**Quoted passage:**
Been a while since I posted anything (sorry 'bout that) but I'm back today with a review of a weirdass action/sci-fi movie from the twisted minds of Italians with nothing better to do (though they should really be cleaning up the streets of Naples or making Ferraris more affordable to us average joes). Raiders of Atlantis is directed by Ruggero Deodato, mostly known for the shock-and-awe classics Cannibal Holocaust from 1980 and Jungle Holocaust from 1977 (neither of which I will ever see because I'm squeamish) and stars a multinational cast of two-bit actors muddling through a script so riddled with plot holes that you wonder if anyone did any pre-shoot editing at all. While sadly typical of the trashy 1980s action movie genre, it does have some nice, unique touches and a couple of interesting ideas that made it at least semi-survivable as a late night movie.
Ok, let's do it...
We open in Miami, Florida in the farflung year of 1994. Miami eleven years "in the future" looks just exactly like Miami in 1983; the cars, the boats, the hairdos, the tight pants and linen suits, even the thumping synthesizer-heavy rock tunes have not changed one bit in the visionary time machine of the producers.

Miami, baby!
Our film's hero is a manly man named Mike Ross, whose exact background and employment history is vague, but he's clearly some sort of soldier of fortune, Vietnam veteran, and caterwalling ladies man. Mike is played by 42-year old Christopher Connelly, mostly a bit part actor, though I've never seen any of his movies and don't remember him from anything else. As far as leading men go, he's somewhere in the early Mel Gibson class.

Mike.
Mike's partner and closest friend is a tall burly black man named Washington. He's played by Tony King, who I've also never seen in anything, but his resume looks schlocktastically bad. Washington has recently converted to Islam (!) and insists that everyone call him Mohammad now. The running joke throughout this movie (and it frequently gets old) is that Mike keeps calling him Wash not Mohammad, and Wash has to keep correcting him (and yes, I am going to call him "Wash" in this review because it's easier to type). I wonder if in our paranoid post-9/11 world if this would ever make it into a movie without the lawyers going crazy.

Wash.
Ok, to get an idea of what type of smooth-talking, fast-shooting, quick-thinking men Mike and Wash are, we get an opening scene of them busting into some mafia don's house and kidnapping him. It's a violent raid, with Mike killing one guard by breaking his neck and Wash killing three more, two with a gun and one with throwing knife. The mafia don is drugged and hauled out in a bag and tossed in the back of a Chevy Blazer for the get-away (which is amazingly easy, no one even attempts to follow them).

Raiding the house, chloroforming the don.
For bringing this mobster out alive, Mike gets $50,000 from "the Colonel", a shadowy figure that lurks in the back seat of a Lincoln Town Car and hides his face behind a newspaper. Mike takes the money and then slips in some cryptic line about knowing where the Colonel lives before whistling the theme to The Dirty Dozen and strolling off. All movie long I kept expecting this Colonel dude to show up again, or something to happen with the mob guys, anything to tie this opening scene in with the rest of the movie. But it was not meant to be, nothing more is ever mentioned of this scene, which seems odd as they went to a lot of effort to set up the Colonel character and give him motivations and a back story and everything, all to just completely toss him.

**Extracted entries:**
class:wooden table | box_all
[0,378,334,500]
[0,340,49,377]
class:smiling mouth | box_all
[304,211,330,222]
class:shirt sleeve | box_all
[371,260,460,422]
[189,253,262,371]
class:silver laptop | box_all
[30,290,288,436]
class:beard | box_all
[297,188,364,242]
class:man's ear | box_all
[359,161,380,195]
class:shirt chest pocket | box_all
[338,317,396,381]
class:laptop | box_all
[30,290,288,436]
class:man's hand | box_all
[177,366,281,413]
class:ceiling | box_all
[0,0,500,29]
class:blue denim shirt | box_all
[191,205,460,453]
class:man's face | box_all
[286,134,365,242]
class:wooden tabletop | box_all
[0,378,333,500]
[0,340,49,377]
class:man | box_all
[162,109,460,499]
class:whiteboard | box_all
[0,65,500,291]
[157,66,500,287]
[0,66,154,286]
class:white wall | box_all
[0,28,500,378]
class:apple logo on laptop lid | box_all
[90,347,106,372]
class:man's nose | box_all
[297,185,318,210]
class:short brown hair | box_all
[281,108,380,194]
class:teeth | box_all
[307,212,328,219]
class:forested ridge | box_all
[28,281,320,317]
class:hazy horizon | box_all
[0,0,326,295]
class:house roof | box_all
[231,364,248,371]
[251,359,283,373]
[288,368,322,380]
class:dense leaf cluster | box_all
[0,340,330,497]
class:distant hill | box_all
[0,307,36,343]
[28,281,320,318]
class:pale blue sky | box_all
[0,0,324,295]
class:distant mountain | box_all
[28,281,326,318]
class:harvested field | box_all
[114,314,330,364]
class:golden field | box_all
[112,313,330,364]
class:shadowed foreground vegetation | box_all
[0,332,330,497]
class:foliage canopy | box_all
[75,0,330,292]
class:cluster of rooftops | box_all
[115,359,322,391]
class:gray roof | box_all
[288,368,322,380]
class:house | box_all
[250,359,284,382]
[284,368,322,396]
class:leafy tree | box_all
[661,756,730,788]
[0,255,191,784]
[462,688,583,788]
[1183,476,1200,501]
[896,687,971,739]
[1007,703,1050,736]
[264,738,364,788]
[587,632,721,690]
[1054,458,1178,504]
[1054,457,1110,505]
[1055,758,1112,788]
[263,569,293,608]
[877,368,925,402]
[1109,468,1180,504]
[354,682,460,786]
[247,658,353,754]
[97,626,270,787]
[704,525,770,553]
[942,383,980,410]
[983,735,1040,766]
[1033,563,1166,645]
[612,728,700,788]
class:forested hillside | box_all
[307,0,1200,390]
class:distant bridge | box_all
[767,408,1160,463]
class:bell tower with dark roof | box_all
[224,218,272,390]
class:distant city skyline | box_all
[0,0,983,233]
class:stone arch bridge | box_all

**Tasks to carry out:**
a – Which film titles appear in the movie review? List all of them.
b – Return the portion of the movie review starting at "Ok, let's do" and ending at "Miami, baby!", copied word for word.

**Task-by-task results:**
a – Raiders of Atlantis, Cannibal Holocaust, Jungle Holocaust, The Dirty Dozen

b –
Ok, let's do it...
We open in Miami, Florida in the farflung year of 1994. Miami eleven years "in the future" looks just exactly like Miami in 1983; the cars, the boats, the hairdos, the tight pants and linen suits, even the thumping synthesizer-heavy rock tunes have not changed one bit in the visionary time machine of the producers.

Miami, baby!